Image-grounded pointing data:
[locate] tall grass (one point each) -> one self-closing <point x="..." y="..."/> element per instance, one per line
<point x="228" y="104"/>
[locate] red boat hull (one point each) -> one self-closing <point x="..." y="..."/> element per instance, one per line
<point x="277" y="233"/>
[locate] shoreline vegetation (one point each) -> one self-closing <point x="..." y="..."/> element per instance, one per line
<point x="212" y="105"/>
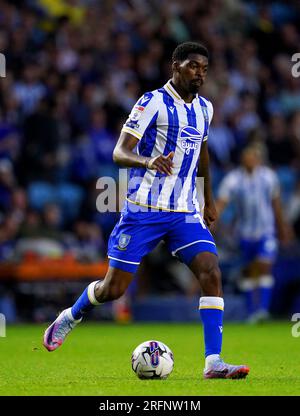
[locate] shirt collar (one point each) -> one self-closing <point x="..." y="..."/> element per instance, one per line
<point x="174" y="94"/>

--

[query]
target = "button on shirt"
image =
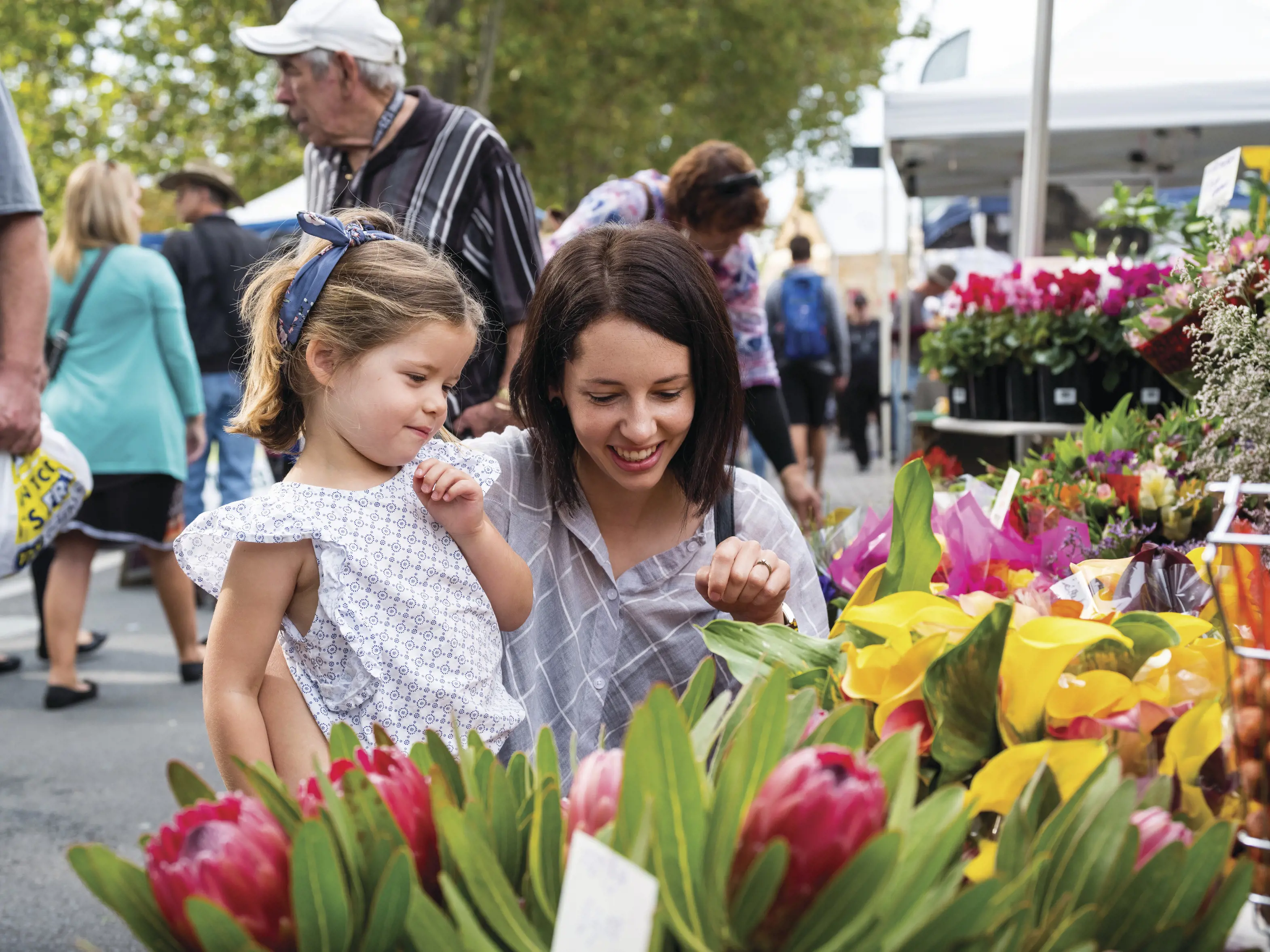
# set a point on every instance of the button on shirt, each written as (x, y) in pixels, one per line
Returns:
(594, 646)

▸ Required work
What this exercise asks for is every line of the data above with the word "button".

▸ Answer for the task
target = "button on shirt"
# set a point on every instance of the button on shirt, each written as (x, y) in pixels, one per line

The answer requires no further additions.